About this task: Reproduce the memorial bench article in full, word for word.

Given passage:
A rainbow bench has been unveiled in a Stockport park to remember a brave little boy who died from a rare illness.
Last week would have been Jude Drinkwater’s fourth birthday. The little one died aged just 22 months on New Year’s Day in 2020.
The toddler suffered from a very rare neurological condition called Rett Syndrome, a genetic disorder that affects brain development.
In girls, it can lead to severe disability. In boys, it is fatal. His father said Jude, born on 25 February, 2018, was a beautiful, brave little boy and his family miss him terribly.
This time last year, the Drinkwater family set about raising enough money, around £500, to install a ‘buddy bench’ in Manchester Road Park in Heaton Chapel, in memory of Jude and for the community to enjoy.
Almost 12 months later, a rainbow bench now sits in pride of place for locals to enjoy and the family to remember their little one.
Dad Phil Drinkwater, a self-proclaimed ‘cut-price Mancunian Froddo Baggins’, set off on a 12-hour, 40 mile walk from Stockport to Crosby Beach to help raise the funds.
At the time, Phil said: “The fact that Jude had been with us at all had defied all odds and expectations and we were so thankful that we’d had this time with him. We found both comfort and relief in finally knowing what it was that Jude had been living with.

Stored records:

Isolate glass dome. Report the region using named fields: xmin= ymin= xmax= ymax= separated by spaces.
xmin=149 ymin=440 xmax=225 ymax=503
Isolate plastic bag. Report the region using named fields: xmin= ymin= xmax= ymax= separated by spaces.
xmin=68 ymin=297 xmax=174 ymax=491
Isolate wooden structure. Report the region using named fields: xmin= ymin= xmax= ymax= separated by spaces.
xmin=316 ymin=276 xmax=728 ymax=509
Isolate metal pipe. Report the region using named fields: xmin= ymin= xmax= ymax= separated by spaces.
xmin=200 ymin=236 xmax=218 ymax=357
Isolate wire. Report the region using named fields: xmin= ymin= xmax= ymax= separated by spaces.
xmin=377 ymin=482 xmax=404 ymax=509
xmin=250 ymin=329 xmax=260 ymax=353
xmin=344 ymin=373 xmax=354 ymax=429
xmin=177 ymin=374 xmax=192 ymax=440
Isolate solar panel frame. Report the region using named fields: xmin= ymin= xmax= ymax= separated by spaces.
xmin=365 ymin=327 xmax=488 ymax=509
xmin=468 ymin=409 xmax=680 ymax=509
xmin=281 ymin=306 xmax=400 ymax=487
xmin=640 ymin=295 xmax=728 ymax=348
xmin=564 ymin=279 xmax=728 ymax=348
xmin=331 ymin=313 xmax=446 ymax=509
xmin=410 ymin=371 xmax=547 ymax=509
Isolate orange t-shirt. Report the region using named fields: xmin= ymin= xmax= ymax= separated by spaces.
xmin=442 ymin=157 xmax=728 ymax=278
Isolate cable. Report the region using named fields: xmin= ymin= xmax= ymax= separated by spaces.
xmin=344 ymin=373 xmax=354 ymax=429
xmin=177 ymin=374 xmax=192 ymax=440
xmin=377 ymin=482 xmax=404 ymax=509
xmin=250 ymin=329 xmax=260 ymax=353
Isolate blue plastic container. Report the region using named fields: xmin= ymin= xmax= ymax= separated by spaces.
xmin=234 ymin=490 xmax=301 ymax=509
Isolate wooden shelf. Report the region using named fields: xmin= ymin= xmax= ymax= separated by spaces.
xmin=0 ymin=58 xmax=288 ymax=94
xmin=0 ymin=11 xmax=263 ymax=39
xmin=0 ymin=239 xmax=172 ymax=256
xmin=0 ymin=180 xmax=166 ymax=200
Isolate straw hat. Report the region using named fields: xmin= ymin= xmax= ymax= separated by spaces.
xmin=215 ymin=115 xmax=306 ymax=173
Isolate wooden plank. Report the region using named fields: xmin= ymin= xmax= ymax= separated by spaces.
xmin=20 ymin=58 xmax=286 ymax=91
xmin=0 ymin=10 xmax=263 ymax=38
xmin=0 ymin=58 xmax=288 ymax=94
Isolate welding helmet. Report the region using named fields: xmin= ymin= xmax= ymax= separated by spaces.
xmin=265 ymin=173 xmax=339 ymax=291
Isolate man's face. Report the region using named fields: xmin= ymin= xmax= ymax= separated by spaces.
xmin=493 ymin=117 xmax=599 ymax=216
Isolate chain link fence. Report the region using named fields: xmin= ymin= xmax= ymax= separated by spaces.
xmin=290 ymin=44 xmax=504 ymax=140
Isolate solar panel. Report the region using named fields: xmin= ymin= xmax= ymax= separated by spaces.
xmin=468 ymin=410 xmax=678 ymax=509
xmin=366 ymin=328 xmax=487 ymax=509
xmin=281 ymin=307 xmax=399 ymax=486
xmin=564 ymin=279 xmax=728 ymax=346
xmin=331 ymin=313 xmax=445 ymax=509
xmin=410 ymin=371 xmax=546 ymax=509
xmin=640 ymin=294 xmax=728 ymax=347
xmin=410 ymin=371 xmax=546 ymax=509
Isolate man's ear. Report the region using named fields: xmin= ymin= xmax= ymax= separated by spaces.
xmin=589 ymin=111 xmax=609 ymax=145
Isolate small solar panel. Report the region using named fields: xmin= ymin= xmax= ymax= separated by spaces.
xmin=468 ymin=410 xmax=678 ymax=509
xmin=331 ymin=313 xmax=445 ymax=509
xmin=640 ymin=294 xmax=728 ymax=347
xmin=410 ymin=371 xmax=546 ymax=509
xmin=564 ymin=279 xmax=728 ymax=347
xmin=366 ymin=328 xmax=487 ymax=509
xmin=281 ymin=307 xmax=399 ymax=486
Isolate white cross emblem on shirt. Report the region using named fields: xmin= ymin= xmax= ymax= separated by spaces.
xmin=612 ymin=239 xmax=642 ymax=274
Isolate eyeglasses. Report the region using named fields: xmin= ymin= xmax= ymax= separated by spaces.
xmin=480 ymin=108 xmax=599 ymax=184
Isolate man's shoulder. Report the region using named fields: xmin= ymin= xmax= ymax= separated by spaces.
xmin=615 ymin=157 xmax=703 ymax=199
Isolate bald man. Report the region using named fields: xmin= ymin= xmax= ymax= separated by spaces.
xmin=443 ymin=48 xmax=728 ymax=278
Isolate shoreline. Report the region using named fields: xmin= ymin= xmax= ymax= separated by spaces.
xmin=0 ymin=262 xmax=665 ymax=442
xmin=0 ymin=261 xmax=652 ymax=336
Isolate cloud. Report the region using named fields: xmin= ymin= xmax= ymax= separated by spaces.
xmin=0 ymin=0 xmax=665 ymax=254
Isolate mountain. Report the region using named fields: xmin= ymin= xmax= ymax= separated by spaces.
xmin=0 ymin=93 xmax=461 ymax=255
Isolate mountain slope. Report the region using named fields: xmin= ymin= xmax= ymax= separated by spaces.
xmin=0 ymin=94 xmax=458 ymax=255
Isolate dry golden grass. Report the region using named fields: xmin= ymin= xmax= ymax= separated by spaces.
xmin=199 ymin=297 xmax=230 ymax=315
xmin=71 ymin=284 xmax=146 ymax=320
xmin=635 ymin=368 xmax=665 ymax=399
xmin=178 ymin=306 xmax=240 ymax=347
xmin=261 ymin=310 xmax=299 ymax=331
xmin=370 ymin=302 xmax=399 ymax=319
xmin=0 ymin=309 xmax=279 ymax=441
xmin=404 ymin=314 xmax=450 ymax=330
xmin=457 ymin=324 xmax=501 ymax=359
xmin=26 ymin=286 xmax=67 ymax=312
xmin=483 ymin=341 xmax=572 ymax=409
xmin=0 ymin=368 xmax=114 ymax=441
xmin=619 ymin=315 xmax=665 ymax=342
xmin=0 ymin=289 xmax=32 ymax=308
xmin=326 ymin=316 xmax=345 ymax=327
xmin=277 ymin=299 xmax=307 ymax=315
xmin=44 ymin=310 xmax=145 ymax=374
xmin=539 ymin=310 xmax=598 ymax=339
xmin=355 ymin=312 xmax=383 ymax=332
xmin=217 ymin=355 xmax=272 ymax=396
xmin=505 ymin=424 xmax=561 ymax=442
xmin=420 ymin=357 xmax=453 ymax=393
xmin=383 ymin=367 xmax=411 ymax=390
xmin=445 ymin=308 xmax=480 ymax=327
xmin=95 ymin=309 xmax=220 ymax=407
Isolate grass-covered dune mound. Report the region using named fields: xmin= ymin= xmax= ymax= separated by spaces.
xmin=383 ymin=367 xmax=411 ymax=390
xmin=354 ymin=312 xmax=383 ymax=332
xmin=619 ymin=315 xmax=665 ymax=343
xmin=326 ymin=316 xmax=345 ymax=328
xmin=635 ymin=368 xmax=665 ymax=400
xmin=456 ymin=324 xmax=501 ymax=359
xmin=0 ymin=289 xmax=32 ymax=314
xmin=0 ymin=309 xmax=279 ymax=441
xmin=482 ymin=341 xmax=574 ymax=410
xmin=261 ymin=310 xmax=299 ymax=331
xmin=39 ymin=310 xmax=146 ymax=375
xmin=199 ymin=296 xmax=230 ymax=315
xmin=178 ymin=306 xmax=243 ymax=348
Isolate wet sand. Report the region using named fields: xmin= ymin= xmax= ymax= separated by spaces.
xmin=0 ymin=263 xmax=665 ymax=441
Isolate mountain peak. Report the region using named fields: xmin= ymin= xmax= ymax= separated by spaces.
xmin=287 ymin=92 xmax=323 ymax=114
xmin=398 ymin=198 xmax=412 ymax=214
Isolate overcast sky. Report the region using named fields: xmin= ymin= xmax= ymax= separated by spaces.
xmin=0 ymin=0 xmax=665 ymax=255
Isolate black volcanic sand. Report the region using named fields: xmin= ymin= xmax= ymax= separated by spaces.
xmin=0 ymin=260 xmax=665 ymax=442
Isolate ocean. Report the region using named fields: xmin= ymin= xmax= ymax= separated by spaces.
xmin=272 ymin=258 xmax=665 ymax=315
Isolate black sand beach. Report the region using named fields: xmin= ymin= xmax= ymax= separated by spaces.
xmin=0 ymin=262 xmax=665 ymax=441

Exercise result:
A rainbow bench has been unveiled in a Stockport park to remember a brave little boy who died from a rare illness.
Last week would have been Jude Drinkwater’s fourth birthday. The little one died aged just 22 months on New Year’s Day in 2020.
The toddler suffered from a very rare neurological condition called Rett Syndrome, a genetic disorder that affects brain development.
In girls, it can lead to severe disability. In boys, it is fatal. His father said Jude, born on 25 February, 2018, was a beautiful, brave little boy and his family miss him terribly.
This time last year, the Drinkwater family set about raising enough money, around £500, to install a ‘buddy bench’ in Manchester Road Park in Heaton Chapel, in memory of Jude and for the community to enjoy.
Almost 12 months later, a rainbow bench now sits in pride of place for locals to enjoy and the family to remember their little one.
Dad Phil Drinkwater, a self-proclaimed ‘cut-price Mancunian Froddo Baggins’, set off on a 12-hour, 40 mile walk from Stockport to Crosby Beach to help raise the funds.
At the time, Phil said: “The fact that Jude had been with us at all had defied all odds and expectations and we were so thankful that we’d had this time with him. We found both comfort and relief in finally knowing what it was that Jude had been living with.